Въ andante встрѣчается аккомпаниментъ ли­таврами piano; въ настоящее время это — за­урядный пріемъ, но здѣсь онъ является какъ-бы предвѣстникомъ поразительнаго эффекта, достигнутаго Бетховеномъ впослѣдствіи съ помощью названнаго инструмента, который его предшественники примѣняли рѣдко и неудачно. Это — чарующая часть; тема ея граціозна и удобна для разработки фугой, чѣмъ съ успѣ­хомъ воспользовался авторъ.

Scherzo — первое изъ ряда милыхъ шутокъ (scherzi), форму которыхъ изобрѣлъ Бетховенъ; онъ также опредѣлилъ скорость ихъ движенія и почти во всѣхъ своихъ инструментальныхъ про­изведеніяхъ замѣнилъ ими моцартовскіе и гайдновскіе менуэты, носящіе совершенно другой характеръ и исполняющіеся вдвое медленнѣе. Это граціозное scherzo отличается замѣчатель­ной свѣжестью, игривостью и представляетъ единственную новинку въ 1-й симфоніи, гдѣ вообще отсутствуютъ великія и богатыя поэти­ческія идеи, проведенныя въ большинствѣ поз­днѣйшихъ произведеній Бетховена. Музыка ея прекрасно написана, прозрачна, жива, по мало акцентирована, а мѣстами холодна и даже скудна, какъ напр. въ заключительномъ rondo, которое является какимъ-то музыкальнымъ ре­бячествомъ. Это еще не Бетховенъ, но съ нимъ мы встрѣтимся дальше.

II. Симфонія Ré-majeur.

###

● Задание 1
Что Бетховен, согласно тексту о симфониях Бетховена, заменил своими scherzi почти во всех инструментальных произведениях?
● Задание 2
Пожалуйста, выведите дословно фрагмент текста о симфониях Бетховена от слов «Въ andante встрѣчается» до слов «успѣ­хомъ воспользовался авторъ.» включительно.
Опирайтесь только на текст о симфониях Бетховена.

[Фрагменты датасета с указанием точек]
###

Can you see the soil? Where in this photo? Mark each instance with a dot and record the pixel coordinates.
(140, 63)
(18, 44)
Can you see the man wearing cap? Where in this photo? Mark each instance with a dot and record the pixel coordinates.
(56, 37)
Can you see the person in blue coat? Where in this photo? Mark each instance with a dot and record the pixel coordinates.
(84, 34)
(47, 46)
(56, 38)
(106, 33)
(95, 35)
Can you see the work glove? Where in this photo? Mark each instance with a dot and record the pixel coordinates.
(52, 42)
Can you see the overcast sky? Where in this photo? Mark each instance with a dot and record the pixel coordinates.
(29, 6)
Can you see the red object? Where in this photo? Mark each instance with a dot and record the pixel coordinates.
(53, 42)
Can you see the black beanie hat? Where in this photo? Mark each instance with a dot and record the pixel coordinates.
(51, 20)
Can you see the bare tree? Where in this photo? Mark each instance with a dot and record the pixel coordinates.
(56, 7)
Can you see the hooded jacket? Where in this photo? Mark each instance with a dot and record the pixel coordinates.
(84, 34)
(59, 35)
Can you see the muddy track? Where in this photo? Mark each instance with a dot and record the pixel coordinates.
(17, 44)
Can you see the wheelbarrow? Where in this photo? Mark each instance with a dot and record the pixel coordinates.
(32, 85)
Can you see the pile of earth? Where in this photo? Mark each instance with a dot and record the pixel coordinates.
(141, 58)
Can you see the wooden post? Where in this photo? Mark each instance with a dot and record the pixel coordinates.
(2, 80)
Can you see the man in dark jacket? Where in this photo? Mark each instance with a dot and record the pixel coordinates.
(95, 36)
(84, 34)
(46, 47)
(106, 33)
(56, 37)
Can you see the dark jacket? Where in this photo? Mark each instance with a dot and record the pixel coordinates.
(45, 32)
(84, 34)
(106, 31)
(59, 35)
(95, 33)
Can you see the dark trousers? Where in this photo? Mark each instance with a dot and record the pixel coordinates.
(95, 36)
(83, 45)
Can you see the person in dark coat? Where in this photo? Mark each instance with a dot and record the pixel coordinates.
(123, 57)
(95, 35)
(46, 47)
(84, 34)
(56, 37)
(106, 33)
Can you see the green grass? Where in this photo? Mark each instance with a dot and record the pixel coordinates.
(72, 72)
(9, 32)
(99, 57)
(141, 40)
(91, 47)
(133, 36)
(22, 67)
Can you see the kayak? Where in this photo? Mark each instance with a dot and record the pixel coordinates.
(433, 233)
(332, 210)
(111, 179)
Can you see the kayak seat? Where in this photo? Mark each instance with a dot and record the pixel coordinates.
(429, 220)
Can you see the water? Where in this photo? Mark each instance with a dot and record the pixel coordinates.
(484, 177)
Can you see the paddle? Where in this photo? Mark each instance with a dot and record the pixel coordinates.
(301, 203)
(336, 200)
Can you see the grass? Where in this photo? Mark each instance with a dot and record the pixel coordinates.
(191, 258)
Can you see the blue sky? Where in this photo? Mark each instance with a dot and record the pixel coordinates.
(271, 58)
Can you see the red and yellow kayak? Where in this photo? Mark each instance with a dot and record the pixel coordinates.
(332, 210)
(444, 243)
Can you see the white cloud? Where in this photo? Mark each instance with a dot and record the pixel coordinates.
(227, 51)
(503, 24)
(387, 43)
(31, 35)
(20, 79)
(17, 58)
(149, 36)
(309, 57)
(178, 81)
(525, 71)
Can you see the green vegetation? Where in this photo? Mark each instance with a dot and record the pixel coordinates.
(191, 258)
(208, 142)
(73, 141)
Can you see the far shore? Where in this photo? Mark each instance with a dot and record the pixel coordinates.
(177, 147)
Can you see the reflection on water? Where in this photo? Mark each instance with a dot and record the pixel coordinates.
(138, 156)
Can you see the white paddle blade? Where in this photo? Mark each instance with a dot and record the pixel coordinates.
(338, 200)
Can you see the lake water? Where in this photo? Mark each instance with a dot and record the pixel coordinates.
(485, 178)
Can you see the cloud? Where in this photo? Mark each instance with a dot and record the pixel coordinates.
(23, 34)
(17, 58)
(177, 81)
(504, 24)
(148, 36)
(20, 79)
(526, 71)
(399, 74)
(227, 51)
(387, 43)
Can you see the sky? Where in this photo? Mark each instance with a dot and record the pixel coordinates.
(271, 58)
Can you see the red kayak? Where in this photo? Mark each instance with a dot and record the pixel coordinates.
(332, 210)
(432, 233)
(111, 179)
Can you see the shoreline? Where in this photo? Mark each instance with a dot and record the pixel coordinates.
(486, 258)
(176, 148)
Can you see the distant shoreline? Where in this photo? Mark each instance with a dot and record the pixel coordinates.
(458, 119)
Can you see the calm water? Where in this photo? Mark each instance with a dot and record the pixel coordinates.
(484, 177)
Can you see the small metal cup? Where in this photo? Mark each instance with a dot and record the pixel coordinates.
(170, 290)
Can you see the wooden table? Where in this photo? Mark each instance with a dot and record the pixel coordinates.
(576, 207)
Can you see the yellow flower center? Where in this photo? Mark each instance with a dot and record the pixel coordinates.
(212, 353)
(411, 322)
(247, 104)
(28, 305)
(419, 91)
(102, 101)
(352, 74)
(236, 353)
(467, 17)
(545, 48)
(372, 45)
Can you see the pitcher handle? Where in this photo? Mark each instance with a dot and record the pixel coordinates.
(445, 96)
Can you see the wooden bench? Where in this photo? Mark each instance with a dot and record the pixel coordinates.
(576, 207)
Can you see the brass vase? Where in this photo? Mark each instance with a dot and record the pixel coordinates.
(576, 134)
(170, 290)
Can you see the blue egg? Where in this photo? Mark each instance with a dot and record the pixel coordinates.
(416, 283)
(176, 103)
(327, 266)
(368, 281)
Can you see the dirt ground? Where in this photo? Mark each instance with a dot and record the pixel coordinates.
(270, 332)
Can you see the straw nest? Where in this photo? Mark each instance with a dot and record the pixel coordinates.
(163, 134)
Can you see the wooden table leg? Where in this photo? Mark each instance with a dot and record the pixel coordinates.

###

● Результат 1
Моцартовские и гайдновские менуэты.

● Результат 2
Въ andante встрѣчается аккомпаниментъ ли­таврами piano; въ настоящее время это — за­урядный пріемъ, но здѣсь онъ является какъ-бы предвѣстникомъ поразительнаго эффекта, достигнутаго Бетховеномъ впослѣдствіи съ помощью названнаго инструмента, который его предшественники примѣняли рѣдко и неудачно. Это — чарующая часть; тема ея граціозна и удобна для разработки фугой, чѣмъ съ успѣ­хомъ воспользовался авторъ.